**TESTO DELLA PAGINA**

----

Pubblichiamo un articolo di Affari Internazionali.

Il processo di Unione bancaria che mira a spezzare il circolo vizioso fra gestione del debito sovrano e funzionamento del settore bancario nell’ambito dell’Unione economica e monetaria europea (Uem) sembra avere compiuto radicali progressi fra il dicembre 2012 e l’ottobre 2013.

Bicchiere mezzo pieno
L’Eurogruppo e il Consiglio europeo del dicembre 2012 hanno avviato la costruzione del primo pilastro dell’unione bancaria, definendo le caratteristiche di quel meccanismo unico di supervisione che è stato definitivamente approvato a metà ottobre e che riserva il ruolo cruciale di vigilanza alla Banca centrale europea (Bce).

Inoltre, sempre in quelle riunioni, sono stati rimossi gli ostacoli politici al varo delle norme sul capitale delle banche e si sono sbloccate le due vecchie direttive della Commissione sull’istituzione e sul coordinamento di meccanismi nazionali per la risoluzione delle crisi bancarie e di fondi nazionali per le garanzie sui depositi.

In aggiunta, si sono posti vincoli temporali alla Commissione per la formulazione di una proposta di meccanismo unico europeo di risoluzione (Single resolution mechanism, Srm) di queste crisi e si è sollecitato un accordo operativo per le ricapitalizzazioni dirette delle banche di stati membri dell’Uem da parte del meccanismo europeo di stabilità (European stability mechanism, Esm).

----

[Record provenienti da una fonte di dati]
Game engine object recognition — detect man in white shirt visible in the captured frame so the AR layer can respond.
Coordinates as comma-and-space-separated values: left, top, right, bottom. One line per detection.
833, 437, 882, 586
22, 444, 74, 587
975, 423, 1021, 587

----

**CONSEGNA A**
Copia fedelmente dall'articolo sull'Unione bancaria il brano che si apre con le parole contenenti "Inoltre, sempre in" e si chiude con "garanzie sui depositi.".
**CONSEGNA B**
Riscrivi per favore in pochi punti il paragrafo dell'articolo sull'Unione bancaria che comincia con "Inoltre, sempre in quelle riunioni", conservandone i fatti principali.
**CONSEGNA C**
Riprendi l'articolo sull'Unione bancaria dopo la sua ultima frase e prosegui il testo.
L'elenco non ha alcun legame con l'articolo sull'Unione bancaria.

**RISPOSTA A**
Inoltre, sempre in quelle riunioni, sono stati rimossi gli ostacoli politici al varo delle norme sul capitale delle banche e si sono sbloccate le due vecchie direttive della Commissione sull’istituzione e sul coordinamento di meccanismi nazionali per la risoluzione delle crisi bancarie e di fondi nazionali per le garanzie sui depositi.

**RISPOSTA B**
- Nelle riunioni dell'Eurogruppo e del Consiglio europeo del dicembre 2012 sono stati rimossi gli ostacoli politici al varo delle norme sul capitale delle banche.
- Si sono sbloccate le due vecchie direttive della Commissione sull'istituzione e sul coordinamento di meccanismi nazionali per la risoluzione delle crisi bancarie e di fondi nazionali per le garanzie sui depositi.

**RISPOSTA C**
Tali impegni hanno trovato attuazione entro luglio 2013. Sono state varate le norme relative ai requisiti di capitale delle banche. L’operatività del meccanismo europeo di stabilità per la ricapitalizzazione diretta delle stesse banche è stata subordinata alle varie verifiche sui bilanci bancari che la Bce e la European Banking Authority effettueranno fra novembre 2013 e ottobre 2014, e alla conseguente entrata in funzione del meccanismo di supervisione.

L’Eurogruppo ha approvato le direttive europee sulla risoluzione delle crisi bancarie e sull’assicurazione dei depositi e la Commissione ha definito la sua proposta per il meccanismo unico di risoluzione delle crisi bancarie.

Bicchiere mezzo vuoto
Non tutti questi passi sono andati nella giusta direzione. L’approvazione delle due direttive europee prevede tempi lunghi per l’effettiva costituzione dei fondi nazionali di settore e limita al massimo gli interventi del meccanismo europeo di stabilità, addossando un onere eccessivo sui singoli creditori delle banche e – per un lungo periodo di transizione – sugli stati membri. Essa massimizza inoltre la possibilità di deroghe nazionali rispetto ai principi generali e minimizza la cooperazione fra i singoli meccanismi degli stati membri.

Il disegno del meccanismo unico di risoluzione delle crisi bancarie ha una bassa probabilità di realizzazione: non poggia su basi giuridiche e politiche sufficientemente solide da attivare una garanzia comune degli stati membri rispetto alla capienza del costituendo fondo comune alimentato dalle varie banche, non risolve il problema di come gestire i problemi bancari pregressi e attribuisce un ruolo troppo rilevante alla Commissione.

Quanti sono già preoccupati per la possibile commistione fra responsabilità di politica monetaria e compiti di vigilanza in capo alla Bce, non accetterebbero la ben più grave sovrapposizione fra potere esecutivo e di regolamentazione in capo alla Commissione europea.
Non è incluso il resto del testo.